> TASK DETAILS:
Could you give back everything from the line containing "Someone flagged windmill" down to the end of the items, swapping "tall grass" for "long grass" and leaving all else unchanged?
--- Begin ROWS ---
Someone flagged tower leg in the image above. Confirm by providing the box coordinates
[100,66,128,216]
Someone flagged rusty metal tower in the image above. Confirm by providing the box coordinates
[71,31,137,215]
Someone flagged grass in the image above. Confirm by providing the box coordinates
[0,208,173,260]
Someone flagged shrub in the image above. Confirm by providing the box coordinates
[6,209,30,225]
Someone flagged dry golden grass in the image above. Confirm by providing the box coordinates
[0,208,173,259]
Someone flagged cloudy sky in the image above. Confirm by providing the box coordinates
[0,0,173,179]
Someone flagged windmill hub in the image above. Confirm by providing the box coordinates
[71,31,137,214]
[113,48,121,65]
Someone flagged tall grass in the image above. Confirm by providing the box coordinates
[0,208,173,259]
--- End ROWS ---
> TASK ANSWER:
Someone flagged windmill hub in the image above. Confirm by providing the box coordinates
[71,31,137,214]
[113,48,121,65]
Someone flagged long grass in the image above. Confirm by providing the box coordinates
[0,208,173,259]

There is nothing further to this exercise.